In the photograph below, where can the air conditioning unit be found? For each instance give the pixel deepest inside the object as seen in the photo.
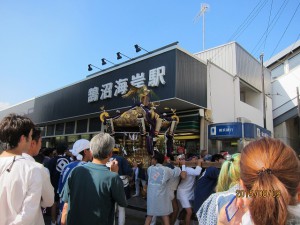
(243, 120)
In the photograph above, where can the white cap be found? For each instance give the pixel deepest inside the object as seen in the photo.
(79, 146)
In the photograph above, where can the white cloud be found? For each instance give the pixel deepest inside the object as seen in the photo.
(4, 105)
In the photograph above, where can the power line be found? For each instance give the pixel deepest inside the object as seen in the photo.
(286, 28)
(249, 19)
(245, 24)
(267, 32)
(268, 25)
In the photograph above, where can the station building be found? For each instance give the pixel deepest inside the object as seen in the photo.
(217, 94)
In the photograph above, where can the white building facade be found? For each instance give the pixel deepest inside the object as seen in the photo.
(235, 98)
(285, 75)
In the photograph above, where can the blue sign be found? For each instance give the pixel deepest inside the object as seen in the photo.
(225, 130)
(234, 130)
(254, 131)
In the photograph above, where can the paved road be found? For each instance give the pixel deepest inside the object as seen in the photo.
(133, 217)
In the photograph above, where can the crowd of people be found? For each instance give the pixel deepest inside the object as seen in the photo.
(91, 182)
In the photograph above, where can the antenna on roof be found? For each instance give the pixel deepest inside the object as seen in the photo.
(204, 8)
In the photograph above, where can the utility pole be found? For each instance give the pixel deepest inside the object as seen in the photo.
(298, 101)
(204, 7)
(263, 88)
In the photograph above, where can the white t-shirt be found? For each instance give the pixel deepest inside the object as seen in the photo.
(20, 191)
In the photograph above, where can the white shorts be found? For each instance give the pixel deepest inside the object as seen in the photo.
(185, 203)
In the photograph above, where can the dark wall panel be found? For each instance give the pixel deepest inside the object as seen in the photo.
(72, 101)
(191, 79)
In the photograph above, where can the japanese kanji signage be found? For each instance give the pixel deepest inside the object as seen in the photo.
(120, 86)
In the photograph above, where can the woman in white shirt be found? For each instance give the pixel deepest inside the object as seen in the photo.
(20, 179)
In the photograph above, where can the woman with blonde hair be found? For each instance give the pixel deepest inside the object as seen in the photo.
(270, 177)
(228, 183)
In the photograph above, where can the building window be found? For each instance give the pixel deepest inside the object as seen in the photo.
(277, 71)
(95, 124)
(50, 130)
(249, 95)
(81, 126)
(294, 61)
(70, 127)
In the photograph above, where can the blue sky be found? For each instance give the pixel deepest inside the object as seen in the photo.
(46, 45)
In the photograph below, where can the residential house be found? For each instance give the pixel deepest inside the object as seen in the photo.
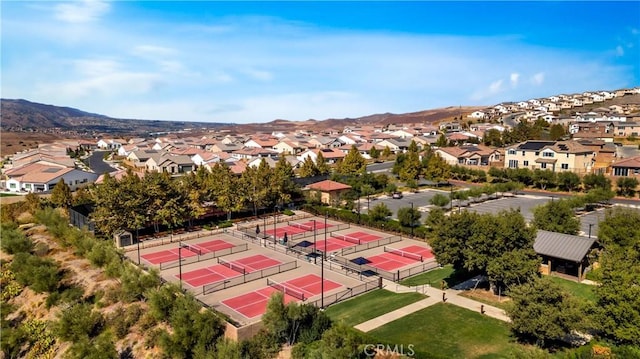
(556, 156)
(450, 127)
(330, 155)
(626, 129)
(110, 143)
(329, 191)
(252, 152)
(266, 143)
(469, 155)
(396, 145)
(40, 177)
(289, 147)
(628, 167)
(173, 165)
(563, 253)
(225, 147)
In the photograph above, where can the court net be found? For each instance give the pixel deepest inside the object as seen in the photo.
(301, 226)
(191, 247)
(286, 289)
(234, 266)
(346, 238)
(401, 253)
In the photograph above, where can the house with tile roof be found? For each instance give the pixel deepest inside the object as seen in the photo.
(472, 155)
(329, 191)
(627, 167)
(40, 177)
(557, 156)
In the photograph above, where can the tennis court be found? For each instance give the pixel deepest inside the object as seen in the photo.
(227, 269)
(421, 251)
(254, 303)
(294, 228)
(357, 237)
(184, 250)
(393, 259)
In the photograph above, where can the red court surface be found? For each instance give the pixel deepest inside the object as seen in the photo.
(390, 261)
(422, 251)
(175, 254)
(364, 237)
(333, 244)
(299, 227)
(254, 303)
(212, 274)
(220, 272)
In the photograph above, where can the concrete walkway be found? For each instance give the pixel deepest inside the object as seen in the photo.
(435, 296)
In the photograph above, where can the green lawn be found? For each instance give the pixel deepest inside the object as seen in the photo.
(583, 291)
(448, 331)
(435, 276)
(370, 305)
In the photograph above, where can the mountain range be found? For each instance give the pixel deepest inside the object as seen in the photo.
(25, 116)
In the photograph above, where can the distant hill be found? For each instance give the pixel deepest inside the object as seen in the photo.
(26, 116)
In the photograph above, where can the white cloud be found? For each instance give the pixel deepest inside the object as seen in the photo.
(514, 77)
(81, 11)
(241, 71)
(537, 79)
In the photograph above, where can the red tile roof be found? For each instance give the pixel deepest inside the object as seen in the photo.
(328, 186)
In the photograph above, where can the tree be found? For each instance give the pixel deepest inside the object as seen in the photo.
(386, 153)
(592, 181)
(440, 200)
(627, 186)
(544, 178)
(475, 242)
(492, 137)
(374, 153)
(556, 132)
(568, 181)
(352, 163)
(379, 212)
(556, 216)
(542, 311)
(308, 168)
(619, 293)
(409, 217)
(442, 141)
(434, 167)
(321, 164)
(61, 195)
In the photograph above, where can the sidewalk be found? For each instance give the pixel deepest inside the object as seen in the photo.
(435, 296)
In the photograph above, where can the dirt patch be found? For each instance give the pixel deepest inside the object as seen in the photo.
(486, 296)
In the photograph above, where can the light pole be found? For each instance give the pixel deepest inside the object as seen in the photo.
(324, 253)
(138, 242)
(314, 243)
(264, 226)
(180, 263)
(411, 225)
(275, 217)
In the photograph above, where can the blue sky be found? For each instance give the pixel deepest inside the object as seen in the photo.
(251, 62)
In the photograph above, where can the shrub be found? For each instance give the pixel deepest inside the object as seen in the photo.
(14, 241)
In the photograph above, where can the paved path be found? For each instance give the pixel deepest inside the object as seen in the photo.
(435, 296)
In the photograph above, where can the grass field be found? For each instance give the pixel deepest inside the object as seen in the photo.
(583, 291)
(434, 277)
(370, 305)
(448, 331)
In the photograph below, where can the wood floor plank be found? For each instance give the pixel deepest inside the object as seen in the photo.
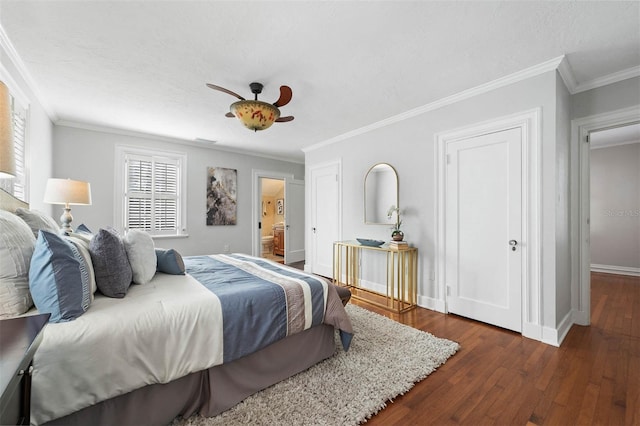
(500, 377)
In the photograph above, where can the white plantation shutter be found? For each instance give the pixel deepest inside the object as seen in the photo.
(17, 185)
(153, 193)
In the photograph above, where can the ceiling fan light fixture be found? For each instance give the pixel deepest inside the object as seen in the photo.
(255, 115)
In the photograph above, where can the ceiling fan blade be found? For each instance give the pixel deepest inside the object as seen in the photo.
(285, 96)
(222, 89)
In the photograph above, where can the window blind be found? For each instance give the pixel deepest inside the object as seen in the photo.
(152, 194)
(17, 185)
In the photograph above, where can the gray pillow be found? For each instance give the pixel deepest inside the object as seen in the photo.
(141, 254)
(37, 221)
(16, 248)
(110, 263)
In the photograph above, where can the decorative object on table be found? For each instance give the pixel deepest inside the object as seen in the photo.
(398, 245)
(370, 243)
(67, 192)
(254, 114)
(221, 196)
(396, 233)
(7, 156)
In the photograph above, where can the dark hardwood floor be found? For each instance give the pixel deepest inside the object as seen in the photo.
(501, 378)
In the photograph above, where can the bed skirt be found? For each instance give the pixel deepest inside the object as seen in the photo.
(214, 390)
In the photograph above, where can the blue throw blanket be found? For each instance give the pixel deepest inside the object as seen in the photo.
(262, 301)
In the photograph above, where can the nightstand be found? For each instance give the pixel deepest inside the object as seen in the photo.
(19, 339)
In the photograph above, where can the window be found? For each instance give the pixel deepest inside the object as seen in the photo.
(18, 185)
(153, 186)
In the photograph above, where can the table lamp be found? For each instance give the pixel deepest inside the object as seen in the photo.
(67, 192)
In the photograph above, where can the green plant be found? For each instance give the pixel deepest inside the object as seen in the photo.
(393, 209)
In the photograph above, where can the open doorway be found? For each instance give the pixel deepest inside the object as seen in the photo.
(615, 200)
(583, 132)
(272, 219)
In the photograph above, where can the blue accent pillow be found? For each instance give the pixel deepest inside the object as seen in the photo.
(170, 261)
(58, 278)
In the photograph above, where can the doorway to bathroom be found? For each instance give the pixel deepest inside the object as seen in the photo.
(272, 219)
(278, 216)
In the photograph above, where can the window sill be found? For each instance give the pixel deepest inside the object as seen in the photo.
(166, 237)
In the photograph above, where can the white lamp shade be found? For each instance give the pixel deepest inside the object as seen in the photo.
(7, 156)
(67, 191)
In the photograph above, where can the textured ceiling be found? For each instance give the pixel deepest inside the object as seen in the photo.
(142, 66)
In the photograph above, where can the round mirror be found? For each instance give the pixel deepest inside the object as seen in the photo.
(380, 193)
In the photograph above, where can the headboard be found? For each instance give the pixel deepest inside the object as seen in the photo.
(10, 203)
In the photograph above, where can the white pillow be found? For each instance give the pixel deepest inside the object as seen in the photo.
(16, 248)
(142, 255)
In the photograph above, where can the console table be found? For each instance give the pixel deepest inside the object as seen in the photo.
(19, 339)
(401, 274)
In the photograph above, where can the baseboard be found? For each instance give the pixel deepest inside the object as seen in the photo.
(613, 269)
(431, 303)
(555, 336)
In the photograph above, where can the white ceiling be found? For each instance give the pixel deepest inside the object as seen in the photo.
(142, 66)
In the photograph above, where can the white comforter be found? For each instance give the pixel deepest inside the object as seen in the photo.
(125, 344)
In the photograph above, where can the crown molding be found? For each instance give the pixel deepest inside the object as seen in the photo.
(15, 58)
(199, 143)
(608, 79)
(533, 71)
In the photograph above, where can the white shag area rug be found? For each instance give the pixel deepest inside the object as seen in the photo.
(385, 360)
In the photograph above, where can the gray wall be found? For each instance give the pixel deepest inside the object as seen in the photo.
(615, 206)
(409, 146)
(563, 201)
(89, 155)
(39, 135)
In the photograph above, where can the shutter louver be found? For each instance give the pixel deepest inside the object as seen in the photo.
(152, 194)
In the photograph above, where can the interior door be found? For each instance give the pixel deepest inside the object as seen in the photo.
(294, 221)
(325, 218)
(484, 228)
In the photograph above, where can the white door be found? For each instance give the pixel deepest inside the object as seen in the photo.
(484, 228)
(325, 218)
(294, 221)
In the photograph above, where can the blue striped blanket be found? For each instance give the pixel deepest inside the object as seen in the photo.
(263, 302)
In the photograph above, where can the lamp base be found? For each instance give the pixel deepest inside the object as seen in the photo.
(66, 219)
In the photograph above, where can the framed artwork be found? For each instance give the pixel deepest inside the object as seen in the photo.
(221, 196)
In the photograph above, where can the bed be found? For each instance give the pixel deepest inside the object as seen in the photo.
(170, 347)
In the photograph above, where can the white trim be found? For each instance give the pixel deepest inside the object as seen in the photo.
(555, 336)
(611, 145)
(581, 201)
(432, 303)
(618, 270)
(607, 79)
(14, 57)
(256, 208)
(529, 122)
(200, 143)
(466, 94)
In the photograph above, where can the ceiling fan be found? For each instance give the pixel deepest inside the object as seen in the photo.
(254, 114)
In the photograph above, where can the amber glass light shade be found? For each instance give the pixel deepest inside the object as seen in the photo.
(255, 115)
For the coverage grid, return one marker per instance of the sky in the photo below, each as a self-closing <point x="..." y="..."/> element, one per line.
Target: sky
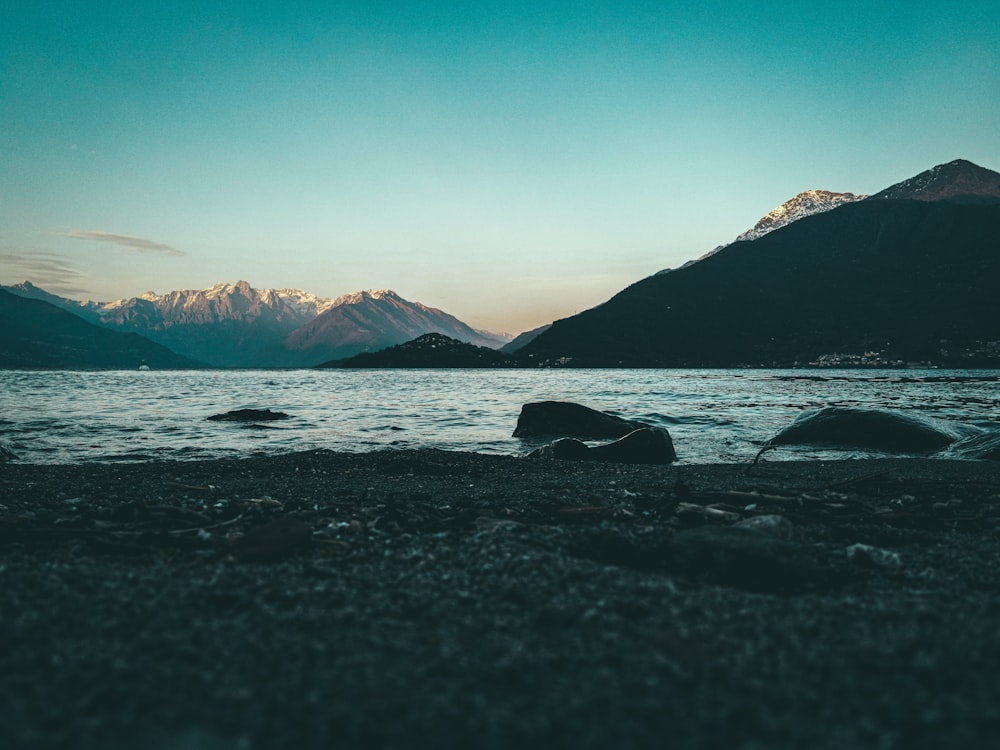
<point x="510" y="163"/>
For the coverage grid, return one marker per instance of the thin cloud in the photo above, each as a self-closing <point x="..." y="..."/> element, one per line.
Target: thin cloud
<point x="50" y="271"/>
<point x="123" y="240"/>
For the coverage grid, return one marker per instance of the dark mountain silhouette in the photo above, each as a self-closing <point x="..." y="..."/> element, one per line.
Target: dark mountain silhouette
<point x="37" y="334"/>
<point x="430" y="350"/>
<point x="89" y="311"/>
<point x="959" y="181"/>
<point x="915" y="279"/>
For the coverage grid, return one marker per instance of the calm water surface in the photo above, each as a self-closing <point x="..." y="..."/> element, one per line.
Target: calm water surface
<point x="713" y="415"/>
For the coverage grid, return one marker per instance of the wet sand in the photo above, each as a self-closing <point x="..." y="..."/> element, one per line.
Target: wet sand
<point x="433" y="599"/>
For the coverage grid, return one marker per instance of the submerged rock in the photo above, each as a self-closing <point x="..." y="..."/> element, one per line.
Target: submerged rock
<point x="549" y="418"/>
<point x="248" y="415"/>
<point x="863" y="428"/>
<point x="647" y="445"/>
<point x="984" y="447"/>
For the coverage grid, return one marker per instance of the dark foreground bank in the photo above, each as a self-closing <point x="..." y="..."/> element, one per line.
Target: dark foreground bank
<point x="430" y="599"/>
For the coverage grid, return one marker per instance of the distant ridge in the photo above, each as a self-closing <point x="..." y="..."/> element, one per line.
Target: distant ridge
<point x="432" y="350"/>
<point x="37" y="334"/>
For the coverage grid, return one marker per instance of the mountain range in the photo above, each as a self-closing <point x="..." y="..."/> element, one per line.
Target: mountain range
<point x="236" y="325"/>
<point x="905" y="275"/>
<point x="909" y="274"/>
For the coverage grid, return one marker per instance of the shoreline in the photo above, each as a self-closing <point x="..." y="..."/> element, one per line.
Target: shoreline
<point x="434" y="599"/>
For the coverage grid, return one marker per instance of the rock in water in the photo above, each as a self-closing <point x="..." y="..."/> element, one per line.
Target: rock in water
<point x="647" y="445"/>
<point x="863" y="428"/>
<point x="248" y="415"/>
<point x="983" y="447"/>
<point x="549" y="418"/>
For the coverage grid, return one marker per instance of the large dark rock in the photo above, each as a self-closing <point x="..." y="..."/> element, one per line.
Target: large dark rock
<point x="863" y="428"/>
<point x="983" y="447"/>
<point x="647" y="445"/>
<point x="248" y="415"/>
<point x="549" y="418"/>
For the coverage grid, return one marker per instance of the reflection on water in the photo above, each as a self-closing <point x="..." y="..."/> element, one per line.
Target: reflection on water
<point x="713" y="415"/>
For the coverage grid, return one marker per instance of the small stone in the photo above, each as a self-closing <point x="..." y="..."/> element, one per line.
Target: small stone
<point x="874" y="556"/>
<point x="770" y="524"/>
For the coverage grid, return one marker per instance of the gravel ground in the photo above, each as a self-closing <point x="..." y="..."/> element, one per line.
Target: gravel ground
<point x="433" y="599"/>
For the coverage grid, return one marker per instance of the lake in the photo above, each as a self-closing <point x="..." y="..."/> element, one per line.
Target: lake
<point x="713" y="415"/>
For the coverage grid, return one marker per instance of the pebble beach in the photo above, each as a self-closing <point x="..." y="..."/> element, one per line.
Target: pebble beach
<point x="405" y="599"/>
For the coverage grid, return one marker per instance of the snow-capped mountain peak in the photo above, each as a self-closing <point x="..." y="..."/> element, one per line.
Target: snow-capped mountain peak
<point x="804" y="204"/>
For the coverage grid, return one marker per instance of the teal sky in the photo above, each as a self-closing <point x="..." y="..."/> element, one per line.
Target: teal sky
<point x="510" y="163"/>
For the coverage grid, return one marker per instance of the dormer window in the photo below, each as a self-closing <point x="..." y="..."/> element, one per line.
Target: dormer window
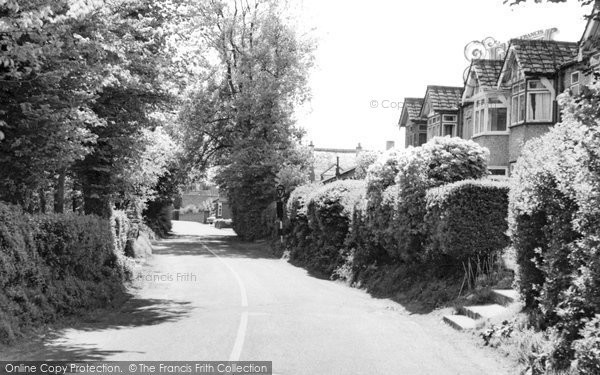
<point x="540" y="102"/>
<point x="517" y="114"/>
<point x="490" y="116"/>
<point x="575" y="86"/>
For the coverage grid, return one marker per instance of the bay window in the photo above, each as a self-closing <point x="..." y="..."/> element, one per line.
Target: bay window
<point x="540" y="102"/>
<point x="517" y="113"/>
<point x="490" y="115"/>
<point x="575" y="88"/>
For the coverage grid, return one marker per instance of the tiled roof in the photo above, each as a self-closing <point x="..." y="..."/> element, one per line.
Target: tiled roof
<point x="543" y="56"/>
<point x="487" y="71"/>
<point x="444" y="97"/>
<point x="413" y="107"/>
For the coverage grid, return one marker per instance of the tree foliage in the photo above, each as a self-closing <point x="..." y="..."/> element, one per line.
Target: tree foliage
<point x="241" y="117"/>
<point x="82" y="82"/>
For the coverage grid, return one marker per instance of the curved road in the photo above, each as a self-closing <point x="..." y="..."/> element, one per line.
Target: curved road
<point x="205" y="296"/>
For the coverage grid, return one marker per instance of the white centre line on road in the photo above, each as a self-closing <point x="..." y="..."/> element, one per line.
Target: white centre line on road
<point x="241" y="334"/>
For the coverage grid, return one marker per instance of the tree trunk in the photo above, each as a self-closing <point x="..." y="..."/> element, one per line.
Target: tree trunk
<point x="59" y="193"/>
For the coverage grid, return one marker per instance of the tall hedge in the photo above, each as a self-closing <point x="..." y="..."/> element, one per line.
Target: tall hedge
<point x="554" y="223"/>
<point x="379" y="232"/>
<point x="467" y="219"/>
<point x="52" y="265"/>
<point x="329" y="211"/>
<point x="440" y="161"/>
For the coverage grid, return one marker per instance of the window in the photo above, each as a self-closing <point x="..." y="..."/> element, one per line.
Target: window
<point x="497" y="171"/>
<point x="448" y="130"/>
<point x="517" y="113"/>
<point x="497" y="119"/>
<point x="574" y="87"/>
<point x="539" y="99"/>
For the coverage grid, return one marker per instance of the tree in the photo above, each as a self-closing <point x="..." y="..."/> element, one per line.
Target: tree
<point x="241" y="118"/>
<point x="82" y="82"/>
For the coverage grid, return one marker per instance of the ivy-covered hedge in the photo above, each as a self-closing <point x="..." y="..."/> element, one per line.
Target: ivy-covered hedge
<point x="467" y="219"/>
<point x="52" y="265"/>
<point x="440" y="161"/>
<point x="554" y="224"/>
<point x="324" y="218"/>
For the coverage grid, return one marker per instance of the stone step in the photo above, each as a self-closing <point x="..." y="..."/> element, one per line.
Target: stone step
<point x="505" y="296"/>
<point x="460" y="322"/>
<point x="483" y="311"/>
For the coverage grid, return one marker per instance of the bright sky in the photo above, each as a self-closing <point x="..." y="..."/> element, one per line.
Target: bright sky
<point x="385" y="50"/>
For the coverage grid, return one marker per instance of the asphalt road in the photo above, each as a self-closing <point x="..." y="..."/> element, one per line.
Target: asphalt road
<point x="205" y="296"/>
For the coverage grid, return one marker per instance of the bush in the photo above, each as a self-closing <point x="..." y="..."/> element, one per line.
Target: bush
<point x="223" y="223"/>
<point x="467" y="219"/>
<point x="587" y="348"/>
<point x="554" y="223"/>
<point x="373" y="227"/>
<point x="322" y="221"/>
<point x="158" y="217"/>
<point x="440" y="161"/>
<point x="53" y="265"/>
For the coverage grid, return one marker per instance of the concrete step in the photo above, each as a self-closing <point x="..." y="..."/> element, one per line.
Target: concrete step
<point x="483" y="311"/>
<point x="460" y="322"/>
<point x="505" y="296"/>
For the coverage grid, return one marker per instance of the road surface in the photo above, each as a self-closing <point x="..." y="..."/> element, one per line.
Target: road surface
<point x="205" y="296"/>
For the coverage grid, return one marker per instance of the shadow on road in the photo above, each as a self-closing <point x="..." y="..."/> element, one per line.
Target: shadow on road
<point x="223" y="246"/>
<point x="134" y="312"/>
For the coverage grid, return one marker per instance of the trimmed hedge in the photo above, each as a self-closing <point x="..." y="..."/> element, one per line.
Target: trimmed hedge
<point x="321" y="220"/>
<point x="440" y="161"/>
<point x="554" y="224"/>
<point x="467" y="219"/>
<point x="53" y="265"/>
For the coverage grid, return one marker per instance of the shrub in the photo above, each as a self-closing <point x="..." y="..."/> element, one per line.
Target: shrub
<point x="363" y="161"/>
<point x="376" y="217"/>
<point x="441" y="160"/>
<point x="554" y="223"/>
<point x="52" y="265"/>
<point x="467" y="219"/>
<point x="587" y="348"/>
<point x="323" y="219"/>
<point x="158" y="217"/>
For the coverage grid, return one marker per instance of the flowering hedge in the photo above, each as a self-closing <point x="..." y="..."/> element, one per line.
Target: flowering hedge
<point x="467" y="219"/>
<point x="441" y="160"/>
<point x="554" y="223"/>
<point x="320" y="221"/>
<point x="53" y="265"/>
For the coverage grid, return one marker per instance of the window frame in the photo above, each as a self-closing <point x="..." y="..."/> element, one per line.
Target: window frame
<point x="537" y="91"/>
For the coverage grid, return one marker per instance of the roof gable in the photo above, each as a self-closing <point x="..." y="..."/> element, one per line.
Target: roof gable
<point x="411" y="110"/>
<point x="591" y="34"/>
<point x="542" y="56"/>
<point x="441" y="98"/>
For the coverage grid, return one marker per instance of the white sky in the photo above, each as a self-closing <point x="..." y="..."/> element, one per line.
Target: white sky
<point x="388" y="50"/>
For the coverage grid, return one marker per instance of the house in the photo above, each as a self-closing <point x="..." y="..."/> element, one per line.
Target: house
**********
Rewrite the items from the line containing "the white sky" through the end of the items, swapping "coverage grid" for "survey map" and leaving everything else unchanged.

For the survey map, return one marker per instance of the white sky in the photo above, each as a self-closing <point x="..." y="..."/> element, one per line.
Target: white sky
<point x="388" y="50"/>
For the survey map, return one marker per instance of the house in the photo above, each as a self-closing <point x="..." y="..."/> element, one per line.
Target: house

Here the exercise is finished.